> To do
Collect each line below that contains the word "blue", and copy each one in full.

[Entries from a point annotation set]
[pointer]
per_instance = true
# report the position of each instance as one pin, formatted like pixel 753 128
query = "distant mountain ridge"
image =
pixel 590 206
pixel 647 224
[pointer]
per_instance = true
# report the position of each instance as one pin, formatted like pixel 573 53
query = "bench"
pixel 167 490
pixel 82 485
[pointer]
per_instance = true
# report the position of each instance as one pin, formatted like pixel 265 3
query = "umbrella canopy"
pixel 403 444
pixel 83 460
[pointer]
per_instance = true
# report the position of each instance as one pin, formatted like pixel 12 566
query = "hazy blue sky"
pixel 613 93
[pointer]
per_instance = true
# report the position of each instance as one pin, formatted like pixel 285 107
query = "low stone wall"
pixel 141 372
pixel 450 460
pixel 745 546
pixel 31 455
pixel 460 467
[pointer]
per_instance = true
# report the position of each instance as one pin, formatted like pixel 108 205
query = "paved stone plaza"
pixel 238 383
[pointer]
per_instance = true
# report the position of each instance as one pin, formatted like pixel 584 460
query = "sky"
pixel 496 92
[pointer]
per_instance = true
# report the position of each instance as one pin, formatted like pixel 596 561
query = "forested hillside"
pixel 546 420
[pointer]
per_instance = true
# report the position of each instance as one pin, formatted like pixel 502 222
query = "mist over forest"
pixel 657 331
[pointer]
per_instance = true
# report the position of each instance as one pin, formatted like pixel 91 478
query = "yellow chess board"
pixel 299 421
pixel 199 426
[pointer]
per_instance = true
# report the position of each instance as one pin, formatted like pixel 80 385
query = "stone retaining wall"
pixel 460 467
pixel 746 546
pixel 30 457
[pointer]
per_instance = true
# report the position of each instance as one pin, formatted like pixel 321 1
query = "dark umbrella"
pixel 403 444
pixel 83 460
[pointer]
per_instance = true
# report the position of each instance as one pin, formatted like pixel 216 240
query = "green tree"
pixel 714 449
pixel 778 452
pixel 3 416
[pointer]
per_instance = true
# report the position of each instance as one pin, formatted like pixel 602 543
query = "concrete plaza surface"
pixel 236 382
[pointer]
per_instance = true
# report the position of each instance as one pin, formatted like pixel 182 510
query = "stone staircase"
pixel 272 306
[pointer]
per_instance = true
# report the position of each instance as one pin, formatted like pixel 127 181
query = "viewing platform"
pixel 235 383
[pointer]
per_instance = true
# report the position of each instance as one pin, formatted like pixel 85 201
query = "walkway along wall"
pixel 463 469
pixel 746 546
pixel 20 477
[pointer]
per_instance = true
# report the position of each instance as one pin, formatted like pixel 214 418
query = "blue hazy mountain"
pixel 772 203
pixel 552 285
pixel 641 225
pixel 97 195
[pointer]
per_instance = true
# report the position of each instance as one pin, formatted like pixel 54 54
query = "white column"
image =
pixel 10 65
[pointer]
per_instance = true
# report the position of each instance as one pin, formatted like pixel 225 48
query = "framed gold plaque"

> Result
query = "hazy blue sky"
query = "blue hazy mountain"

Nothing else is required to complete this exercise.